Write out the lines from the start of the listing through the line with "xmin=682 ymin=379 xmax=754 ymax=527", requests included, and nothing else. Scale only the bounding-box coordinates by 0.35, rounding each to a whole number with halves going up.

DATASET:
* * *

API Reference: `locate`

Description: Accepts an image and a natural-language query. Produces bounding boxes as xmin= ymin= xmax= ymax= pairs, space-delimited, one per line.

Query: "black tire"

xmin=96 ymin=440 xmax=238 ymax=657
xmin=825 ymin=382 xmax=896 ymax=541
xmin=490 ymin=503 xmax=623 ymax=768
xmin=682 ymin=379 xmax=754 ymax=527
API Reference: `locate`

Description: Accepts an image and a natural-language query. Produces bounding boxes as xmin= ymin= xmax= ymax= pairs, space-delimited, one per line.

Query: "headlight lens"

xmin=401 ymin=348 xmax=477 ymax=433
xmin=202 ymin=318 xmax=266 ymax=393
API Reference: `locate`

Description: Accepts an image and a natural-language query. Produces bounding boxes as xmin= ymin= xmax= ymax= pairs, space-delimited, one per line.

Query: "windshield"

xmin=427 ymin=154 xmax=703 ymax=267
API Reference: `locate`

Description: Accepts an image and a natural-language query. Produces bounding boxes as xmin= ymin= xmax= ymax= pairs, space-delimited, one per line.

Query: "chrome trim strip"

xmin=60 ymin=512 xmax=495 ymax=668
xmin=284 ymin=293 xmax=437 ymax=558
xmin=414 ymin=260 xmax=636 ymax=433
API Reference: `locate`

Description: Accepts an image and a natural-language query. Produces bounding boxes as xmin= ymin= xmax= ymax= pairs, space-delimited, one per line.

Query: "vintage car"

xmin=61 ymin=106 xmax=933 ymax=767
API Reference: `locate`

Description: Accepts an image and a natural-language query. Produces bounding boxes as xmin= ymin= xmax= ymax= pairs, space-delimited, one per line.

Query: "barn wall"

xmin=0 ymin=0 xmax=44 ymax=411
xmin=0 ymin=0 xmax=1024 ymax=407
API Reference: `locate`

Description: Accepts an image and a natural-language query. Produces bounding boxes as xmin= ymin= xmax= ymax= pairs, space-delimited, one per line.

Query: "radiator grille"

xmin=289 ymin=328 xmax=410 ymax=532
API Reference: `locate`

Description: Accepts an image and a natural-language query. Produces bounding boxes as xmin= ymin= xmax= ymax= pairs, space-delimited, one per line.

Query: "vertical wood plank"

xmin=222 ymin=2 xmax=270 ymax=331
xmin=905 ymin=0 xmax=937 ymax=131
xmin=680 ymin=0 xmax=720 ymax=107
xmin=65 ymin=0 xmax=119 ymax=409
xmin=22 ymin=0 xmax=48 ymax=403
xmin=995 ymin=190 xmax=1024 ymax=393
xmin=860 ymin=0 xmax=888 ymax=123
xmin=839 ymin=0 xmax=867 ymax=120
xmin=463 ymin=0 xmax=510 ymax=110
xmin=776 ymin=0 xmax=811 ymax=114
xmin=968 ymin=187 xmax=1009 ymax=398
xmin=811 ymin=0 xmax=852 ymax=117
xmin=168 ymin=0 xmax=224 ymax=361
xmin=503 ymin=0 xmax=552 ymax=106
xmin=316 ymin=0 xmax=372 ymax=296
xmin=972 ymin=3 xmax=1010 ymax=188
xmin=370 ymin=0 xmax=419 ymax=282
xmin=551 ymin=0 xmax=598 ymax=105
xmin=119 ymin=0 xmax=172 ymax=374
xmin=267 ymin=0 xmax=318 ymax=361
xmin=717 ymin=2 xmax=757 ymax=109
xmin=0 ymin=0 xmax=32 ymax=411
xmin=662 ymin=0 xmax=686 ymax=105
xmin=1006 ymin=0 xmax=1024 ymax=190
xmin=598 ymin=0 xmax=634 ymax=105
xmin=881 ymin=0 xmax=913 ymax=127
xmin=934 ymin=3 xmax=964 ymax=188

* * *

TASK RESULT:
API Reference: `locate`

Description: Accepts an image and a natural-language query. Produces bounding boxes as xmin= ymin= xmax= ymax= pairs, space-delimited, one per line.

Query: "black tire"

xmin=34 ymin=154 xmax=83 ymax=230
xmin=289 ymin=134 xmax=314 ymax=189
xmin=172 ymin=176 xmax=218 ymax=269
xmin=239 ymin=133 xmax=264 ymax=184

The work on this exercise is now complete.